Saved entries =
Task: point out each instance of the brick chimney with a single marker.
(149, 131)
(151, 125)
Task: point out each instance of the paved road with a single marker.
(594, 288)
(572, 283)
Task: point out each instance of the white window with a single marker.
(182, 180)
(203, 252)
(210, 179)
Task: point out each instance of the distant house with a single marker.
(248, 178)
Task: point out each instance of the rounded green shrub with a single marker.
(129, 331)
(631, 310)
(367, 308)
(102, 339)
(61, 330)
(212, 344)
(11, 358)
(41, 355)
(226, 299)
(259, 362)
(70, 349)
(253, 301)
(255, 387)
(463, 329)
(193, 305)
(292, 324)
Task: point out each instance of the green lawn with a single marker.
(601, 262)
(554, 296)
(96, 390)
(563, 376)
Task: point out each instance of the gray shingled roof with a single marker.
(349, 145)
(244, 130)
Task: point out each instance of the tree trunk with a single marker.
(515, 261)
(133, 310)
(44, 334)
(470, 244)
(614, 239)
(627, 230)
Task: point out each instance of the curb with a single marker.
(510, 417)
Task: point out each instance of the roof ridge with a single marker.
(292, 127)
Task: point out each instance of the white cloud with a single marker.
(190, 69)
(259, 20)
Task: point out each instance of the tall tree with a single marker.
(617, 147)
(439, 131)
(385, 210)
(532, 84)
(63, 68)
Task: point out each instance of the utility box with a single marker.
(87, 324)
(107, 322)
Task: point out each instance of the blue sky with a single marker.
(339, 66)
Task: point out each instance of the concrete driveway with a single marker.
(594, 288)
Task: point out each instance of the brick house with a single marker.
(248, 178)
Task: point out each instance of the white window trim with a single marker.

EXERCISE DIRECTIONS = Recast all of the data above as a numbered list, and leave out any blank lines.

EXERCISE OUTPUT =
1. Task: point out each instance of the brick chimney with a single marker.
2. (149, 131)
3. (151, 125)
4. Task: point out each instance of the paved road with a single marker.
5. (594, 288)
6. (572, 283)
7. Task: point out each instance of the white window with a single marker.
8. (182, 180)
9. (203, 252)
10. (210, 179)
11. Task: point out each instance of the distant house with a single marker.
12. (248, 178)
13. Task: point out each instance of the rounded green shrub with a single marker.
14. (129, 331)
15. (631, 310)
16. (367, 308)
17. (102, 339)
18. (61, 330)
19. (212, 344)
20. (11, 358)
21. (41, 355)
22. (226, 299)
23. (259, 362)
24. (70, 349)
25. (253, 301)
26. (255, 387)
27. (463, 329)
28. (193, 305)
29. (292, 324)
30. Task: point out each instance of the green lawn with a single marker.
31. (601, 262)
32. (554, 296)
33. (96, 390)
34. (563, 376)
35. Task: point out each instance of the gray shingled roof with a single marker.
36. (349, 145)
37. (244, 130)
38. Task: point out each instance of the tree trunk with a single marker.
39. (515, 261)
40. (133, 310)
41. (44, 334)
42. (470, 244)
43. (614, 239)
44. (627, 230)
45. Task: point out each instance of the curb with a single marker.
46. (510, 417)
47. Task: point out each instance of the roof ridge with a single marker.
48. (292, 127)
49. Task: point out each instance of the white cloud with a single marker.
50. (190, 69)
51. (259, 20)
52. Task: point out each instance of the tall tree with a single marker.
53. (617, 147)
54. (439, 131)
55. (385, 210)
56. (532, 84)
57. (63, 68)
58. Task: point out each instance of the utility box with a single marker.
59. (87, 324)
60. (107, 322)
61. Task: point out each instance of the blue sky with a single marker.
62. (339, 66)
63. Task: point out each instance of the concrete driveway with a single marker.
64. (594, 288)
65. Task: point out each instance of the brick house with a single marker.
66. (248, 178)
67. Task: point out each instance of the white window trim with a single marker.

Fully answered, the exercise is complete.